* Begin Source data *

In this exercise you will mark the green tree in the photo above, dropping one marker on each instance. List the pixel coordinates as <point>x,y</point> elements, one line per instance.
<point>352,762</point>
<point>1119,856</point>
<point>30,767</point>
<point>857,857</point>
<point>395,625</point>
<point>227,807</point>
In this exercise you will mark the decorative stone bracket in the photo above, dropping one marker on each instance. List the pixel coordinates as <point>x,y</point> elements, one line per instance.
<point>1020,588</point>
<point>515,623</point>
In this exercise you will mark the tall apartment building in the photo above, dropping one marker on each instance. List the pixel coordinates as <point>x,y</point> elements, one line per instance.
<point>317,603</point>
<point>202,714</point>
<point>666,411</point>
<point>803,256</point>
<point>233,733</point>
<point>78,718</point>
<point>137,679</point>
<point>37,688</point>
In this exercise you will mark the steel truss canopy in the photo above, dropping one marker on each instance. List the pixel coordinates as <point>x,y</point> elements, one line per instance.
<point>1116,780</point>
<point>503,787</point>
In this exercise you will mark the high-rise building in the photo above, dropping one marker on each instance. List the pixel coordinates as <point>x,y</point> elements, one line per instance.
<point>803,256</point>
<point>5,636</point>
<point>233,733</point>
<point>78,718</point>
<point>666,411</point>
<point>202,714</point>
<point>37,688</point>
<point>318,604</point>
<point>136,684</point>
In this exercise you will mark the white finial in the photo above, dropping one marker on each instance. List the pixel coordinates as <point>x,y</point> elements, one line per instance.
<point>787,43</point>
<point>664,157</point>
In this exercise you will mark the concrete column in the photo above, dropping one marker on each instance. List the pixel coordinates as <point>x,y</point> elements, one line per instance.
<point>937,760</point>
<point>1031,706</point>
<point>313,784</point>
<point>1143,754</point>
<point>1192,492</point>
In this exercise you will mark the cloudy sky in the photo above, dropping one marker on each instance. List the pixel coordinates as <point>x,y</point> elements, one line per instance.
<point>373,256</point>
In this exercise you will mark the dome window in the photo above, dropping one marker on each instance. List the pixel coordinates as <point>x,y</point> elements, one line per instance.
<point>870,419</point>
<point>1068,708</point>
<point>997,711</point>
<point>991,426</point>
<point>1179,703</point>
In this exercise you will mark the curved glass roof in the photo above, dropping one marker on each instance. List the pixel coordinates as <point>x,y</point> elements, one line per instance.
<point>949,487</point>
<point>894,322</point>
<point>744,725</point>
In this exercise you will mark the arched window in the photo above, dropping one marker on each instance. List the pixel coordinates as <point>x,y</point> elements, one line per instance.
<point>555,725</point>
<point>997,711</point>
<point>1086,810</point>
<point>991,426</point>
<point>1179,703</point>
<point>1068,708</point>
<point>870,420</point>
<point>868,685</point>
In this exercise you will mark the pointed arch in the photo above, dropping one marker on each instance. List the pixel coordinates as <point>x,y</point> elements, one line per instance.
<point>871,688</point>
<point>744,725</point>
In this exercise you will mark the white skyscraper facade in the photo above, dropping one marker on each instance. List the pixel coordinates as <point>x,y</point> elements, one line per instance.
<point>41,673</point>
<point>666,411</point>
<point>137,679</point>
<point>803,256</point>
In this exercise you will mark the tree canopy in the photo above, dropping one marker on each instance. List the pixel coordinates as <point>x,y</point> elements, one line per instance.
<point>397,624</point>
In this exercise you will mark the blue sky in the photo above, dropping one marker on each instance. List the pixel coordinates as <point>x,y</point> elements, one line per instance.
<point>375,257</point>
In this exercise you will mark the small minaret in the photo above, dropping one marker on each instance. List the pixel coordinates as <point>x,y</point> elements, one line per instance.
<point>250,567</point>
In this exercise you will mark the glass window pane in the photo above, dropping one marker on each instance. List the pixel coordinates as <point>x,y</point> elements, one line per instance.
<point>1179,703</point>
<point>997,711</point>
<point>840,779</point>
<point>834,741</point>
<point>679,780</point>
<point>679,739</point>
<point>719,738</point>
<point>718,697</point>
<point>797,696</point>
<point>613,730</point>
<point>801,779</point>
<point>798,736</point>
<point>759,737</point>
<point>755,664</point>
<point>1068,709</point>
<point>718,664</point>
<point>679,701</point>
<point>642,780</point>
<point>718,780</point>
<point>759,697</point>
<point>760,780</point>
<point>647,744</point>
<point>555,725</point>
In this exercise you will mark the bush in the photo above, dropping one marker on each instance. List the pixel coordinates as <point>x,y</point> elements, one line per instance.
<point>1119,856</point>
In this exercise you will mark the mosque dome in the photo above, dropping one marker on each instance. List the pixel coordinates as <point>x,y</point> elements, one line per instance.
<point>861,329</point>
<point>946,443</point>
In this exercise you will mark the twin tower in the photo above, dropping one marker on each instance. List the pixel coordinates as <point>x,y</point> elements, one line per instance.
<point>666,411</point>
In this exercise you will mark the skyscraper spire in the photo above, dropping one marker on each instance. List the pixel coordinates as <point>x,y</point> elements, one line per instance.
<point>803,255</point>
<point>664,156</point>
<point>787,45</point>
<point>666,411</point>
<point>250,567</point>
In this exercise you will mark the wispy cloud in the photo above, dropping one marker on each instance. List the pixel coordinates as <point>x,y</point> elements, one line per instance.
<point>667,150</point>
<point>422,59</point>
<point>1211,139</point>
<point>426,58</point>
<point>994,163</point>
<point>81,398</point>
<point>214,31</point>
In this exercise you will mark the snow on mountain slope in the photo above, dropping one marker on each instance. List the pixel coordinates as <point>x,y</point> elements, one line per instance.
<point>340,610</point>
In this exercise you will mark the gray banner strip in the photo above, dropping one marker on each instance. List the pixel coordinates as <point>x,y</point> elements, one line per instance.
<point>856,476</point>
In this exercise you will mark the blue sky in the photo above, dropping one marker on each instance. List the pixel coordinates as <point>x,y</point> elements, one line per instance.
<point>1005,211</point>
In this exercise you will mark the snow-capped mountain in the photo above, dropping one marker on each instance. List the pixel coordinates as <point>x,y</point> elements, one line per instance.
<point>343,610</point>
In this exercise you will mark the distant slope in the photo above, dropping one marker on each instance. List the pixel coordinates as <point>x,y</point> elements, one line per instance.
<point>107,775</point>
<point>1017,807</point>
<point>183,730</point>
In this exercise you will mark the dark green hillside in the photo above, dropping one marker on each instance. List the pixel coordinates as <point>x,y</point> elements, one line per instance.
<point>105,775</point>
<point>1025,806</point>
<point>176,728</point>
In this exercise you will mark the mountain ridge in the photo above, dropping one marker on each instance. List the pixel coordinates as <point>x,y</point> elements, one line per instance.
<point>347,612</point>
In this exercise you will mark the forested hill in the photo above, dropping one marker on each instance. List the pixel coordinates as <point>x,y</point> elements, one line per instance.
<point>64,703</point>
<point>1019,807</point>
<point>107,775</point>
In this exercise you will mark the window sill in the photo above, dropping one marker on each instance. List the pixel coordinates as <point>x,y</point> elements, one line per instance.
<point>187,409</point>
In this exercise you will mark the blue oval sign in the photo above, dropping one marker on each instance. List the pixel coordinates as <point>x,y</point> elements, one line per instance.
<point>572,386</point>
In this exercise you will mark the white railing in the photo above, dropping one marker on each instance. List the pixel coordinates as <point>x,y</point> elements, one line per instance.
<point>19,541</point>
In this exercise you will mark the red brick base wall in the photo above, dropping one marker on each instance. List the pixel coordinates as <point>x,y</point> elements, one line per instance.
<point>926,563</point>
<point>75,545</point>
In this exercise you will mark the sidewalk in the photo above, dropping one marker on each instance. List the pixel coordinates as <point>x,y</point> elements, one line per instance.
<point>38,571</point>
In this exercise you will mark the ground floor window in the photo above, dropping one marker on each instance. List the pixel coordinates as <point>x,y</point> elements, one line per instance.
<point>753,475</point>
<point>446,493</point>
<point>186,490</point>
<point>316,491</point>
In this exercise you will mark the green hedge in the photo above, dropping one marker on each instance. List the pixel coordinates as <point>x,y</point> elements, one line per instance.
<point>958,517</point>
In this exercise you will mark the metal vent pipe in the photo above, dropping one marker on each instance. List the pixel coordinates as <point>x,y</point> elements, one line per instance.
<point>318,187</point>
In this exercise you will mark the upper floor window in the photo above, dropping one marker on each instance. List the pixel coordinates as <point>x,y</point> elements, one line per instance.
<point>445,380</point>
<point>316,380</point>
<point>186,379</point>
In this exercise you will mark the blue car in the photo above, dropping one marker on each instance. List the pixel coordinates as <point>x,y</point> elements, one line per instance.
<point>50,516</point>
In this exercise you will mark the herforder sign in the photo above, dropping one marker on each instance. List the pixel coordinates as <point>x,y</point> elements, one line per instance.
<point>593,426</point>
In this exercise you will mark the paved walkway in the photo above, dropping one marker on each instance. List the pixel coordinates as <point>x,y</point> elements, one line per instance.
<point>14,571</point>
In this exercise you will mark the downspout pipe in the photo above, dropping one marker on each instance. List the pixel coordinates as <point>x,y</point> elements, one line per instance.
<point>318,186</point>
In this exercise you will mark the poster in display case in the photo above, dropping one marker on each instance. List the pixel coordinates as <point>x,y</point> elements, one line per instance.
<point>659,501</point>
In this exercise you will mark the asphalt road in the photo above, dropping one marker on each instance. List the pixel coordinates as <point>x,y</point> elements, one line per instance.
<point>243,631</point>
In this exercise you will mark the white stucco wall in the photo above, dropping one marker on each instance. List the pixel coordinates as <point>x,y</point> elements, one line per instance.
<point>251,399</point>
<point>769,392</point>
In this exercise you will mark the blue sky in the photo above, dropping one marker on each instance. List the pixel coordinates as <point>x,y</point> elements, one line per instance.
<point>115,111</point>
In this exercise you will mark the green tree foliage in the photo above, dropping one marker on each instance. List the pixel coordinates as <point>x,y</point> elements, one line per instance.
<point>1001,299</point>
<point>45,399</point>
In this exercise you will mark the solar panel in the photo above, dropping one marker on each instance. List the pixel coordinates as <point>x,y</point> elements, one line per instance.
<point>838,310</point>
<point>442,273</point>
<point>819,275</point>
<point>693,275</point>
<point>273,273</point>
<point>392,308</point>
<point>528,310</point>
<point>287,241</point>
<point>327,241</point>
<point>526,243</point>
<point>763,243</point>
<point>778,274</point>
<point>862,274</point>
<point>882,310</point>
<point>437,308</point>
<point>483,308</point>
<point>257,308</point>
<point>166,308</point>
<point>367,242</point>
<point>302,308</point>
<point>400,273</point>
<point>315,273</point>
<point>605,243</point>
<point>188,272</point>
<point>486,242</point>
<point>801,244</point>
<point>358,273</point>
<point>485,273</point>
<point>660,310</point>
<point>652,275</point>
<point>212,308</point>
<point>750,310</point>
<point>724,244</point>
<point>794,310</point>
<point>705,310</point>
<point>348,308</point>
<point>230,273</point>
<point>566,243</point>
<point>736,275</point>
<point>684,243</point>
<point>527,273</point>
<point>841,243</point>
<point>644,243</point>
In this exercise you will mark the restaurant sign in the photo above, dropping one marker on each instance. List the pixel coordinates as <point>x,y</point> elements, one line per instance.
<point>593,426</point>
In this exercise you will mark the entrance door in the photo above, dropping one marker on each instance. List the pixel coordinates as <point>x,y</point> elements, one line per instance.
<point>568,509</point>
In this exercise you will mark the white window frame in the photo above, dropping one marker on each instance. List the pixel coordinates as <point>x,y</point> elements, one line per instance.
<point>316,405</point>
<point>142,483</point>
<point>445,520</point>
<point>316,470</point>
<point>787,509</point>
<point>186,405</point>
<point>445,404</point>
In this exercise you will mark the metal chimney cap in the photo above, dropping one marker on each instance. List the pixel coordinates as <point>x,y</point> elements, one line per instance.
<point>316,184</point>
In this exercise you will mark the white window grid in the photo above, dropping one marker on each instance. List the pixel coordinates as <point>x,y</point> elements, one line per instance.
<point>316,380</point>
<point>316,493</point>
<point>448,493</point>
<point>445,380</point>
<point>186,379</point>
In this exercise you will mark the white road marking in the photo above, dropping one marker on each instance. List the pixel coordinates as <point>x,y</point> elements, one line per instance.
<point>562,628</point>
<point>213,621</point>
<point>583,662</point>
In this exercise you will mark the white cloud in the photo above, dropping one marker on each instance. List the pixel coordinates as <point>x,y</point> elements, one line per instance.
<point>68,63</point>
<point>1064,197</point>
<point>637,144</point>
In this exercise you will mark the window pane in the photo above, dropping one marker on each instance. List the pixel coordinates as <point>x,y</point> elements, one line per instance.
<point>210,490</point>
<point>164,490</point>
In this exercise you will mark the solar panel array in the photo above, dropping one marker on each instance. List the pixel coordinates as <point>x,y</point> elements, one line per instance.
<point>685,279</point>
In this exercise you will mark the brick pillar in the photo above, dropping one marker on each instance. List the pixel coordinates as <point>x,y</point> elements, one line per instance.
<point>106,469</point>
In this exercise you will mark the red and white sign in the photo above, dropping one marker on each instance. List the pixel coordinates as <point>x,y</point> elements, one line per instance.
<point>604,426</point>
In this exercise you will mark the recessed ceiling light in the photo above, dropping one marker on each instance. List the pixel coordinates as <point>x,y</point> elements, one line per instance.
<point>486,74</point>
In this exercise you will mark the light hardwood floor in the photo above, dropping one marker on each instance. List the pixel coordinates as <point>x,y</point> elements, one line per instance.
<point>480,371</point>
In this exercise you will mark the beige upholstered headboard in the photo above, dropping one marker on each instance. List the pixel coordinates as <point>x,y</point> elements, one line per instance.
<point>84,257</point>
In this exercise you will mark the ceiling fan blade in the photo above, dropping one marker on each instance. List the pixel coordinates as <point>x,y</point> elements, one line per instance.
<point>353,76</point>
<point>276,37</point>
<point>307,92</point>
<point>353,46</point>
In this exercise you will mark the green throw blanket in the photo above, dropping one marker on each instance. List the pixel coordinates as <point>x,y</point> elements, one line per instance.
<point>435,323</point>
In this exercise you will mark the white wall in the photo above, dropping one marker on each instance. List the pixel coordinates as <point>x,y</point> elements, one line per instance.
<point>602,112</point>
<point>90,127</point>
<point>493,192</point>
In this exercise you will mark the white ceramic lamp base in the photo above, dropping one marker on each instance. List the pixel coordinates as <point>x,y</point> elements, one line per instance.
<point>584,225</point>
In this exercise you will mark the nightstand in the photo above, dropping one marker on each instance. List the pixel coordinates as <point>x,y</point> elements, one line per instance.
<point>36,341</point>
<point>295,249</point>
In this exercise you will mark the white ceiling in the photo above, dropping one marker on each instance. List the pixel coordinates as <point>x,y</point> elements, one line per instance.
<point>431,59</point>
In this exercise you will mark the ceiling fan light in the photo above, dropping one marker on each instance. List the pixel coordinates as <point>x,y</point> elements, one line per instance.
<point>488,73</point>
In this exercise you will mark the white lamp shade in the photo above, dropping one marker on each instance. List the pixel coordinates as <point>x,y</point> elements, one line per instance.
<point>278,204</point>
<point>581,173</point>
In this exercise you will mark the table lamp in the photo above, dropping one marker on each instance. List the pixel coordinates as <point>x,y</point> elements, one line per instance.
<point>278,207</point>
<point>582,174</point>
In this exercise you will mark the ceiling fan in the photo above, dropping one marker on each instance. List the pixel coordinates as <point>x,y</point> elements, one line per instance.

* End Source data *

* Aim of the exercise:
Reproduce the lines of the listing, starting at the line that contains "In this exercise you will mark the glass" and ending at the line that contains "<point>719,738</point>", both included.

* Written response:
In this exercise you will mark the glass window pane in the photo above, dropping one marker on each instance. List the pixel coordinates as <point>x,y</point> elements, one line per instance.
<point>1179,703</point>
<point>997,711</point>
<point>840,779</point>
<point>834,741</point>
<point>679,780</point>
<point>679,739</point>
<point>719,738</point>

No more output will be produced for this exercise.